[Set task] Please copy the records below, starting at the line that contains "Return one point per instance of the black belt" and going through the end of the records, with the requests kept in place and every coordinate in the answers raised by 48.

_ _ _ _

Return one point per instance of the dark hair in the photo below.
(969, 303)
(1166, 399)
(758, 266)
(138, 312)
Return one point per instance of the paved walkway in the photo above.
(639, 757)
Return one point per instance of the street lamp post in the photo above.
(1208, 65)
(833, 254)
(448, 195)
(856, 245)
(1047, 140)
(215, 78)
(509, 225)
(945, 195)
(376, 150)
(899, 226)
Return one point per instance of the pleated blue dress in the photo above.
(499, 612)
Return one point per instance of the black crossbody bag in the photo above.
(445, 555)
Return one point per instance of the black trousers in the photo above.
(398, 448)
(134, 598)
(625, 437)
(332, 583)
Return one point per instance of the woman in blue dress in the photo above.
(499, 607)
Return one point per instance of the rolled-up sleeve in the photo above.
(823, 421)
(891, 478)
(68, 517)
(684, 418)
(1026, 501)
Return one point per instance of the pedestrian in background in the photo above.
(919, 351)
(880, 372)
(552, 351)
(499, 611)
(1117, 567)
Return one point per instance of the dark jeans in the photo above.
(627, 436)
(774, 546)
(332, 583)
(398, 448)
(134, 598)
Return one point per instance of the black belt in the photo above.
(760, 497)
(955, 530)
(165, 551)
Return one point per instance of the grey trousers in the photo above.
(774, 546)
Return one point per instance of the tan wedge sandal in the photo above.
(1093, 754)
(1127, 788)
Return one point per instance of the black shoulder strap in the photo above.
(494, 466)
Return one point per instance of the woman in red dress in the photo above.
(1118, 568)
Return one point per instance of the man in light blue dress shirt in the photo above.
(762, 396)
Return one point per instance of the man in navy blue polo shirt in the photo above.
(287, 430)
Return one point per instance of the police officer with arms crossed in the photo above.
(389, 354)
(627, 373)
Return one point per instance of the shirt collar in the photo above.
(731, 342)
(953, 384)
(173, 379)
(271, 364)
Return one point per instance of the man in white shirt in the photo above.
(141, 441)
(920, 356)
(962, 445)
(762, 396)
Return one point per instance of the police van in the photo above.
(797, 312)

_ _ _ _

[Response to the task]
Return one point per instance of the black belt in the photo above.
(808, 545)
(1003, 578)
(213, 599)
Return one point per instance of the grey trousers in the photo above.
(822, 594)
Return one point per instance of the tan wedge sandal in the photo above.
(1141, 802)
(1175, 836)
Return one point per instance of the black shoulder strap in the photo above.
(542, 514)
Return one point per instance of the woman in red dress in the photo above.
(1166, 616)
Return one point per instance of the man in light blue dress shirt in the photo above.
(810, 444)
Return one point per instance of the man in navy blue polo shirt in the photo above.
(335, 478)
Return one point per instance of the police officer with arms crossed in the photo above.
(437, 402)
(675, 421)
Return one point per instance of the shirt collar in the photo above.
(779, 390)
(1001, 432)
(221, 427)
(319, 412)
Return one point per instance of the man in white shirt in the photo above.
(189, 489)
(968, 404)
(1010, 493)
(810, 444)
Return one point per instance of the police van in the photo above.
(845, 360)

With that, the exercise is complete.